## WORK ITEM
Continue the text on Eleanor Roosevelt's letter to Orson Welles from where it stops. Do not use the items that follow it.

## GIVEN PASSAGE
Eleanor Roosevelt to Orson Welles4
Eleanor Roosevelt to Orson Welles4
30 December 1945 [New York City]
Dear Mr. Welles:
It seems to be the fate of the Yugoslav people to fight with odds massed against them. In war, they held back twenty Axis divisions with captured weapons and with bare hands.5 In peace, they are forced to fight hunger, disease and cold without even the barest essentials of food, medicine and clothing.
During the four years of their Resistance, we were unable to supply them with a single gun, a single tank. Today they need our help more. You can conquer an enemy with bare hands. But can you feed a child with empty hands?
It was with such thoughts that I recently accepted the honorary chairmanship of the American Committee for Yugoslav Relief, an organization that is doing a vital job well.6 I would like, before leaving tomorrow for UNO conference in London,7 to do some one thing that will enable the committee to work even more effectively.
I am convinced that it is people who are the ultimate explanation of achievements in any field. Therefore, I am inviting a few distinguished fellow-Americans to join our Board of Trustees and I would welcome your association with us in this worthy work.8
I know you are engaged in many other admirable activities,9 but I hope you will nevertheless accept since so much can be done in exchange for so very little of your time.
If you would write me in care of the Committee (235 East 11th Street, New York City) while I am in Europe, your answer will reach me promptly.
Best wishes for the New Year—
TLS WELL, IULL
1. Spelling error in the original.
2. MD, 24 December 1945. For a sample of ER's previous statements on Yugoslavia see MD, 11 September 1945.
3. "Welles to Head Jazz Concert," NYT, 31 December 1945, 12; "Program of Jazz Traces Its History," NYT, 2 January 1945, 28.
4. Orson Welles (1915–1985), the actor, co-writer, and director of the landmark American film Citizen Kane and the star of the radio play "The War of the Worlds," which convinced thousands of Americans that Martians had successfully invaded New Jersey, first met FDR through his work with the Federal Theatre Project. Welles lent his directorial skills to the administration by editing some of FDR's speeches, serving as script consultant to the Treasury Department, and promoting the fifth War Loan drive. Recognizing Welles's unique ability to attract voters, FDR asked him to broadcast a nationwide address for the Democratic National Committee the night before the 1944 election (Leaming, 185-86, 280-84, 291-94).

## DATASET EXTRACT

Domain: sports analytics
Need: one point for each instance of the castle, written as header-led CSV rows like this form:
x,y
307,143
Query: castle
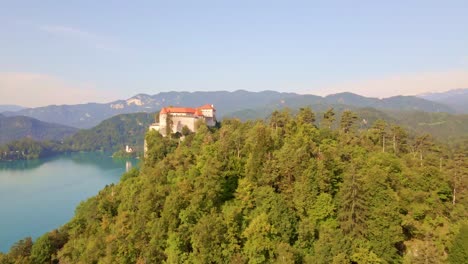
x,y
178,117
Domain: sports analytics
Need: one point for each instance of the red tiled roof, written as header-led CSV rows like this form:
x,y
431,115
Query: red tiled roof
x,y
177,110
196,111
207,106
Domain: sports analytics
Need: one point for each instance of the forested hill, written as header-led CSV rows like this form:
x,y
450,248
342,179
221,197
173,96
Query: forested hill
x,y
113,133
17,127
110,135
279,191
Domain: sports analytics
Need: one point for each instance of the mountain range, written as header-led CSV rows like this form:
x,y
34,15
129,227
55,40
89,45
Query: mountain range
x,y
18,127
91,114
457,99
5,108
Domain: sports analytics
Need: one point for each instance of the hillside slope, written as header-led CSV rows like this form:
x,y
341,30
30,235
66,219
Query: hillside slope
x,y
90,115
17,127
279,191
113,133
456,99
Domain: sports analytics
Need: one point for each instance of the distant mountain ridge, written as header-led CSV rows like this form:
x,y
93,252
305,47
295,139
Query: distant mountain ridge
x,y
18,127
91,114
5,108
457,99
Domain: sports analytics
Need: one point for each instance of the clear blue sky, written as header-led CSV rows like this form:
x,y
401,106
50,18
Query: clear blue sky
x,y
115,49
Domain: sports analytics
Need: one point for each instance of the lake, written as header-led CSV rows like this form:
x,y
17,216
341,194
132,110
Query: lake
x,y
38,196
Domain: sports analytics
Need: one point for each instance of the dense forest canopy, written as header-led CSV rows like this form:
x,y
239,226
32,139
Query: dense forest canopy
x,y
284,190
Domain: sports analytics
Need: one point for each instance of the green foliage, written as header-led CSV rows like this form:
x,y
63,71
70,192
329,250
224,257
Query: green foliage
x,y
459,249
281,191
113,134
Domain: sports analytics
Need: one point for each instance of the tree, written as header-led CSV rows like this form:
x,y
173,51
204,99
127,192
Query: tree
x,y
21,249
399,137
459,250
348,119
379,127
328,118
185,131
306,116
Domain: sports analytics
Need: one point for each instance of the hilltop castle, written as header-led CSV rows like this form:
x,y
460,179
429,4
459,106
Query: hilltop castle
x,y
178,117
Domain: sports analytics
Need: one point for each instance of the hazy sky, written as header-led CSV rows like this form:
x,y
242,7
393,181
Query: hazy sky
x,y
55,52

## RESULT FOR THIS EXERCISE
5. In the spring of 1941, the German invasion of Russia stalled when the Yugoslavs refused to honor the agreement their government signed making Yugoslavia a satellite of Nazi Germany. Following an internal coup and a subsequent German invasion in April, the Nazis divided Yugoslavia among their allies (Italy, Bulgaria, and Romania). However, a Yugoslav Communist, Josip Broz ("Tito") (1892–1980) organized a joint Serbo-Croatian resistance movement that with Western aid waged a remorseless guerrilla war that led to the liberation of Yugoslavia—and the destruction of Tito's enemies—in 1944. In 1945 Tito established a Communist government in the country with Soviet help (OEWH, 739; Dziewanowski, 251, 288; Leckie, 225-26, 724-26; "Tito: The Fighter-Survivor Who Unified a Country," NYT, 5 May 1980, A13).
6. The committee began its work May 10, 1941, when twelve Yugoslav fraternal groups joined forces to raise money to send relief supplies to Yugoslavia in the immediate aftermath of what FDR termed the "barbaric invasion" of their homeland. By the time ER joined the organization, Zlatko Balokovic served as president. In addition to collecting supplies and raising monies, the committee also urged UNRRA to address the Yugoslav crisis. By summer 1946, Welles and several other of ER's associates had joined the board: Jo Davidson, Melvyn Douglas, Fiorello La Guardia, Philip Murray, Mary McLeod Bethune, Mrs. Marshall Field, Channing Tobias, and Miriam van Kleeck (Michael N. Nisselson to ER, 25 September 1945, AERP).
7. The first session of the UN General Assembly, which opened on January 10, 1946 (Meisler, 358).
8. Early in January 1946 Welles spoke on behalf of the committee in New York (Higham, 227).
9. Welles harbored his own political ambitions. In October 1943, he published the first in a series of articles for Free World, a political journal "devoted to democracy and world affairs." He then began an unsuccessful stint as a daily political columnist for the New York Post (which had ended in November 1945) and was preparing to put his political views on the air with a nationally syndicated weekly radio broadcast. His fame led to much speculation, ranging from Free World publisher Louis Olivet's suggestion that he should be secretary-general of the United Nations to several rumors that he would seek to represent California or Wisconsin in the US Senate (Leaming, 299-304, 306-9, 316-17).